Would you reproduce the safe-house article word for word, everything from "But when it" down to "be in hiding."?
— START OF Text excerpt —
But this home was different: beanbag chairs, a garden of plastic plants, a sunken kitchen and a room for a servant, all 1960s-style.

The sunken wet bar was stocked with 20-year old Italian red wines and expensive cognacs, brandies and Scotch whiskeys, the same brands found in several presidential palaces.

The glassware, too, was the same pattern that was found in at least three palaces also visited by U.S. troops since the regime collapsed. The pattern features the Iraqi government seal and a gold pattern on that rim.

But when it came time to eat dinner, Saddam was served his food on the official fine china of the Kuwaiti royal family, complete with the family seal and gold and maroon trim.

Capt. Chris Carter, commander of A Company, 3rd Battalion, 7th Infantry Regiment, said the home appears to be one of Saddam's safe houses. The photos in the living room, bedroom and on the wall are of Saddam and Parisoula Lampsos, who publicly claimed to be his mistress. She escaped to Lebanon in 2002.

Lampsos was interviewed extensively about her relationship with Saddam on U.S. television. Her current location is unknown and she was last believed to be in hiding.

The photos show Saddam and Lampsos smiling at each other and standing beside one another - in one Saddam wears a uniform and in another a suit.

On one wall was a 16-by-20 inch plaque of the Iraqi eagle and flag seal.

Upstairs was a television room with bright blue, pink and yellow throw pillows. The bathroom included a whirlpool bath. The kingsize bed was fitted into an alcove with mirrors on two sides and a fantasy painting on the third.

The closets and drawers were empty except for a man's night shirt, two pairs of boxer shorts, two T-shirts and a bath robe - each item individually wrapped in plastic, just as similar items had been in the palaces.

One of the air-brushed paintings depicted a topless blonde woman, with a green demon behind her, pointing a finger at a mythic hero. From the tip of her finger came a giant serpent, which had wrapped itself around the warrior.
— END OF Text excerpt —
— START OF Entries shown —
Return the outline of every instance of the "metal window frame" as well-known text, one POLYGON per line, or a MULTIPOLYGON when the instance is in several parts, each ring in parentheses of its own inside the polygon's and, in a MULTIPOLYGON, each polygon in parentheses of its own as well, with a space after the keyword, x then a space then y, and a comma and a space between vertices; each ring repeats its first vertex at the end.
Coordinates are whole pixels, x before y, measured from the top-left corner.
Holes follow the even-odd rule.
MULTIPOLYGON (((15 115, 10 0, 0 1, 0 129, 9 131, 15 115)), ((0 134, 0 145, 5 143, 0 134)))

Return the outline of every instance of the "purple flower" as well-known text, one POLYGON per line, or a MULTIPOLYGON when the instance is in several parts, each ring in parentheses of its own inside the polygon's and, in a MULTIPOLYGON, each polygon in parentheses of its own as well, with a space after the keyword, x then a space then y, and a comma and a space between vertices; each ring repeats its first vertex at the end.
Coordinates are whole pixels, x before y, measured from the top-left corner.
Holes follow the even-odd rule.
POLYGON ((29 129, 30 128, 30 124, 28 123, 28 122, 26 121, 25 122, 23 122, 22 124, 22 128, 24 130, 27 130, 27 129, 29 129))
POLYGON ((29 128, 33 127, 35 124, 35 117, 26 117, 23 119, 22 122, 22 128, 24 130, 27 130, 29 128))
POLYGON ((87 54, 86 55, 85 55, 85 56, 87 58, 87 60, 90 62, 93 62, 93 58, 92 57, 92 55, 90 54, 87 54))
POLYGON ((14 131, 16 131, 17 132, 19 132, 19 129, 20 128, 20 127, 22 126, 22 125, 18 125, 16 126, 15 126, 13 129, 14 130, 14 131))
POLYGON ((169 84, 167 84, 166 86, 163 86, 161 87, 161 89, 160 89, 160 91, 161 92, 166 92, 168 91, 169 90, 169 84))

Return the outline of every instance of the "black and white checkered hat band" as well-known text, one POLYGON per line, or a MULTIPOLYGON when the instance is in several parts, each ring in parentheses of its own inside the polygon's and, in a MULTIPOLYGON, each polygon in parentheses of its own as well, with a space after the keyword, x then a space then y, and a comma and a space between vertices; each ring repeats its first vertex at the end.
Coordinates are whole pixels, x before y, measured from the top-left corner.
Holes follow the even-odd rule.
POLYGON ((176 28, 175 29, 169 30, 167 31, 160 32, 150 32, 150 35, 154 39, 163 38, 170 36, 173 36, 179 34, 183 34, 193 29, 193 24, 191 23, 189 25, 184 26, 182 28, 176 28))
— END OF Entries shown —
Complete output:
But when it came time to eat dinner, Saddam was served his food on the official fine china of the Kuwaiti royal family, complete with the family seal and gold and maroon trim.

Capt. Chris Carter, commander of A Company, 3rd Battalion, 7th Infantry Regiment, said the home appears to be one of Saddam's safe houses. The photos in the living room, bedroom and on the wall are of Saddam and Parisoula Lampsos, who publicly claimed to be his mistress. She escaped to Lebanon in 2002.

Lampsos was interviewed extensively about her relationship with Saddam on U.S. television. Her current location is unknown and she was last believed to be in hiding.